:: Exercise requirements ::
What is needed is an exact copy of the data below, pictures excluded.

--- START ---

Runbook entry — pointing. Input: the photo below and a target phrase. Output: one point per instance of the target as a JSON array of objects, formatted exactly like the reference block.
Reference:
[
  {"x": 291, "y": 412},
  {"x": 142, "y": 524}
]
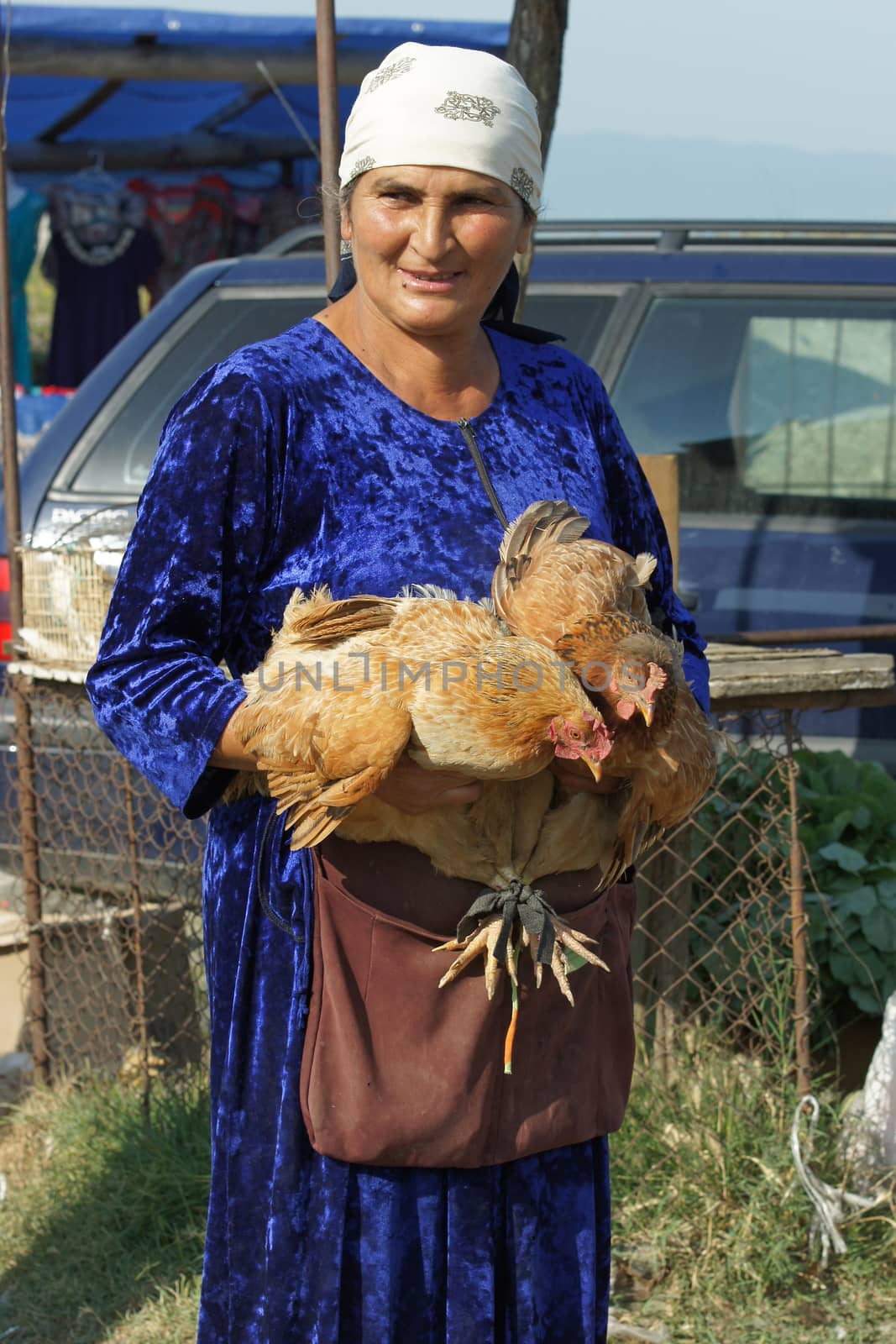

--- END ---

:: Reply to the task ::
Runbook entry — pointing. Input: the photo below and a target phrase. Output: one point per instance of the target as a JSON array of objects, formatted exactly like the reference block.
Reference:
[
  {"x": 291, "y": 412},
  {"x": 142, "y": 524}
]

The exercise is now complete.